Data rows:
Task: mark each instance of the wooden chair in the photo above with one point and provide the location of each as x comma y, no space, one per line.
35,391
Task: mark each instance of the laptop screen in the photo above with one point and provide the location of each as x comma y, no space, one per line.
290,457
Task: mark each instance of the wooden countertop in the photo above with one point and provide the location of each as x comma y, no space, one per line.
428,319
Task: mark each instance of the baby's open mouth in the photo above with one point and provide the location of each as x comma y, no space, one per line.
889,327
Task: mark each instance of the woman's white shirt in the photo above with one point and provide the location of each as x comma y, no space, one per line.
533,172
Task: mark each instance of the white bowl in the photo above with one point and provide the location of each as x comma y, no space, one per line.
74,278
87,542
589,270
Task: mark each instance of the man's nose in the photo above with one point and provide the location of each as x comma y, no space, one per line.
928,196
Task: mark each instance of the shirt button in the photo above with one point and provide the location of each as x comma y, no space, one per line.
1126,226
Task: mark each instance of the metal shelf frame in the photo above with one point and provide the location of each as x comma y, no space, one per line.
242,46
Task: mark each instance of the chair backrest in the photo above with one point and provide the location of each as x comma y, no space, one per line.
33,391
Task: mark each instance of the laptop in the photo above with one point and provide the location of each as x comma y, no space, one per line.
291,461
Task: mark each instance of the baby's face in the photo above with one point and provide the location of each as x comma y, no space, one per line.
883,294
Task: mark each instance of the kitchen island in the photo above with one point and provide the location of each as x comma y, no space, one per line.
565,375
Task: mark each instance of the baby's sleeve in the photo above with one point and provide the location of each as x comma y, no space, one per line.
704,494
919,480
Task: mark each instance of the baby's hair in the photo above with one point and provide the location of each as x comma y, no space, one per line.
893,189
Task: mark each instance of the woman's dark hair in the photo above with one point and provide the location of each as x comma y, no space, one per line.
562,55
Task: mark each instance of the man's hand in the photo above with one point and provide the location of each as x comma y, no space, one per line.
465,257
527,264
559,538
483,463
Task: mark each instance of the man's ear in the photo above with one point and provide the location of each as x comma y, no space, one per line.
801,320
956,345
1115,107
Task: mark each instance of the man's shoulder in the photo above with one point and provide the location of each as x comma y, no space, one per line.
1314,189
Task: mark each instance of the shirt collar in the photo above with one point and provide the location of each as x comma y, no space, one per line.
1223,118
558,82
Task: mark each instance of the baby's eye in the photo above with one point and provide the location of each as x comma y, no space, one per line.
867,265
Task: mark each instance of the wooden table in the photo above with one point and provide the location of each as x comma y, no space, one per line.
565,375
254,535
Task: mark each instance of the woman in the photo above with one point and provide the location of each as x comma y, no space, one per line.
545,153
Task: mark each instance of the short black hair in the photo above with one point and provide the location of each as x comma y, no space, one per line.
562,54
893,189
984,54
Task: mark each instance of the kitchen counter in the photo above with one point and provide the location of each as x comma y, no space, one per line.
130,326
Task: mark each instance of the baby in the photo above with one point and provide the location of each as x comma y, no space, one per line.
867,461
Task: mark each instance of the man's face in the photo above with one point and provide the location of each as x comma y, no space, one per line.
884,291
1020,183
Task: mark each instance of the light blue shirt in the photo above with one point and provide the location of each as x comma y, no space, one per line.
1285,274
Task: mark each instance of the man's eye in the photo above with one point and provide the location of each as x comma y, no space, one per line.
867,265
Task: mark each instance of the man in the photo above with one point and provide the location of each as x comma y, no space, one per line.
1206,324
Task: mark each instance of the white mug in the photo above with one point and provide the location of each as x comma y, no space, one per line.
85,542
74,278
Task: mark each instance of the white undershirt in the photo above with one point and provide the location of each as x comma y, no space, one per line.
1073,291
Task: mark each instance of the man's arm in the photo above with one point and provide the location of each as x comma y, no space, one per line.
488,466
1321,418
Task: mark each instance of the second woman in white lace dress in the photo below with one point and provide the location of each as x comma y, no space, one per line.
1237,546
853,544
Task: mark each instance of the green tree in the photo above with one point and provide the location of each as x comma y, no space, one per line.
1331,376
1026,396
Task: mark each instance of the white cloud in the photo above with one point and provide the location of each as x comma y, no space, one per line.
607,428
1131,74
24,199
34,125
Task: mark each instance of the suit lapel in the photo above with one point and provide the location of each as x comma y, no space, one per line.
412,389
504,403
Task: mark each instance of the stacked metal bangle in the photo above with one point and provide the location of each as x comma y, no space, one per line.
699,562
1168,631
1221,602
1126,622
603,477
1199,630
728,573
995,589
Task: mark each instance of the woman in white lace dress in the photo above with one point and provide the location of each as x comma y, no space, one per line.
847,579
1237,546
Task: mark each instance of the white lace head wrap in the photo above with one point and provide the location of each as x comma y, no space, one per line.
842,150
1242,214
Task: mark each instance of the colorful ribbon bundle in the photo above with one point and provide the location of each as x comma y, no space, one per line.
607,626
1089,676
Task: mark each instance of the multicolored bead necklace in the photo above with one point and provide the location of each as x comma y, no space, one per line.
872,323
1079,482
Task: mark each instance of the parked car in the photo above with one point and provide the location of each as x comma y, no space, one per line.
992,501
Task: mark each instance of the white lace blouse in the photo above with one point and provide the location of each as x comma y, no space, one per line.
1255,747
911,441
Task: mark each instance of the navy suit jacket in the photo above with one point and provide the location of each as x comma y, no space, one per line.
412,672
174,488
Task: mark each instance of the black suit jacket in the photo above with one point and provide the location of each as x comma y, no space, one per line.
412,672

Written exercise: Could you reproduce every record above exactly as it appears?

Exercise result:
Task: mark each instance of the wooden chair in the photo above with one point and provide the location of each as x comma y, no space, one per line.
35,391
Task: mark each instance of the laptop screen in the photo above with one point and provide the location of each as x comma y, no space, one per line.
290,457
Task: mark each instance of the wooden countertop in the photo above with one point and provide the location of each as x comma y, no space, one per line.
428,319
Task: mark each instance of the baby's open mouth in the photo above with one point and provide the location of each as x comma y, no space, one per line.
889,327
Task: mark each instance of the woman's white shirt in the photo above with one point and provide the location of each as x comma y, no space, one per line.
533,172
Task: mark each instance of the white bowl in the photo above with one point and provide the location of each as x comma y, no space, one per line.
74,278
87,542
589,270
Task: mark each instance of the man's nose in the photo above with one point and provide the location of each as x comma y, no space, one per line.
928,196
Task: mark each instance of the shirt button in the photo above with one point and provide the location of each as x comma y, no space, one per line.
1126,226
Task: mark each instance of the metal shelf frame in the photo above with one point and provide the location of each as x comma y, no space, one per line.
242,46
Task: mark each instance of the chair backrest in the photo above with one point and provide the location of each as x comma y, no space, one per line.
33,391
Task: mark each instance of the laptop in the photo above with one point and provide the location of each as x comma y, no space, one per line.
291,461
Task: mark each instance of the baby's face in the photo above with one point and provide the location of each as x comma y, no space, one per line.
883,294
Task: mark each instance of the kitchen island in the photo above with one point and provide the location of each as x comma y, no space, one per line.
565,375
Task: mark each instance of the baby's sleeve in the photo above with one point and provide the location of each as x comma y, no space, one per line.
704,494
919,480
Task: mark each instance of the baby's hair in the photo above with one point and provide the location of each as x comma y, no space, one per line.
893,189
Task: mark each instance of the woman's dark hair in the photo above with one point and provide the location of each as x comma y, no space, one per line.
562,55
Task: mark each instance of the man's hand in the photo above with one point and provide the location of each as x comma y, no space, one per line.
465,257
527,264
559,538
483,463
Task: mark each instance of the man's ear in the photo above with one point and provide the location of each as x comma y, no space, one per line.
801,320
956,345
1115,107
Task: mark each instance of the man's shoulder in the photo above with one point and provide the location of each as x comma y, no space, one per line.
1314,189
Task: mark each instance of the shirt collar in the photo above with one point and provide the location of each as x comma y, no space, one per line.
1223,118
558,82
Task: mark each instance of the baby's eye in the photo above with one point and provide the location of each as x comma y, no space, one per line.
867,265
Task: mark each instance of the wooden table in the photo above with one point and provide the location of each as x comma y, no space, one per line.
565,375
254,535
Task: mark each instance of the woman in the photo above with one point and provide the location of each as x comma y, no space, one per line.
545,153
Task: mark each instance of the short black hair in the photo above with one point and provide the location of each as x comma y, no space, one per line.
562,54
893,189
984,54
Task: mark each instance of the kitchen counter in the photo above with one point and provide the location of each as x comma y, no space, one per line.
130,326
Task: mark each instance of the baby in the photo above with one point and provide the location of each as x comma y, no space, one per line.
867,461
Task: mark each instance of the man's face in the photo above with one point and provide the location of each as x comma y, no space, one per line.
884,291
1020,183
Task: mark each instance of the light blue shirt in the photo above with one point and provide the location of each as x comma y, no space, one per line.
1285,274
Task: mark each instance of the man's eye in the photo above with one point and provide the location of each as x comma y, no space, one per line.
867,265
Task: mark each instance of the man in the photo above with one point and provide the location of each as x comma y, no space, one per line.
1206,324
Task: mark each instance of the white mug in the photo above with one point and provide the location of each as x comma y, no space, one per line.
85,542
74,278
Task: mark each instance of the white undershirt in the photo above with one point and provide the location of each as x comma y, no space, one per line.
1073,291
Task: mark each instance of the man's arm in the photo above with one point and provide the location of each as x comma y, no space, one per line.
488,466
1321,418
Task: mark each instance of the second woman in white lace dress in the photo below with one point and provide the location of each as x comma y, no space, one per line.
1237,546
853,544
Task: mark each instance of the green tree in the photo above with one point and provide the location of each as x comma y, no space, one per line.
1331,376
1026,396
Task: mark each instance of the white cloud in the photo above with one point and provide the location of each as x comma y, no space, one per line.
607,428
1131,74
24,199
34,125
Task: mark each instance of the suit lapel in the photo above with one point and provide the location of each as x comma y, no space, one per line.
412,389
504,403
Task: mark each instance of the stacked metal bangle in the photo above with one point and provide the location of each as x comma y, no space, one per line.
699,562
1168,631
1221,602
1126,622
603,477
1199,630
728,573
995,589
Task: mark each instance of the woman in white lace dress in the photo above with one point and provide the location of each as x comma y, no space, one per line.
847,579
1237,546
Task: mark each instance of the white lace head wrap in the photo above with one point and provide the location of each as x comma y, no space, one per line.
842,150
1242,214
Task: mark each instance of the colorful ribbon bundle in the photo above with one point and provide the location of each as x comma y, no space, one per line.
607,626
1089,676
Task: mark each instance of the multicolored bead necklace in the photo above with one point and provide the location of each as x comma y, no space, one per line.
872,323
1079,482
Task: mark each instance of the parked car in the photo above with one point and provide the location of each as x comma y, no space, one per line.
992,501
Task: mark each instance of the white lace blouse in the photo above with one point and provide the location of each as x comma y, no space, one per line.
1255,747
911,441
Task: mark each instance of the navy suit jacket in the photo above with one point and provide the location of each as x comma y, no space, one per line.
412,672
174,488
Task: mark each instance of the black suit jacket in the photo above with one point and provide the location of each as x comma y, no space, one per line.
412,672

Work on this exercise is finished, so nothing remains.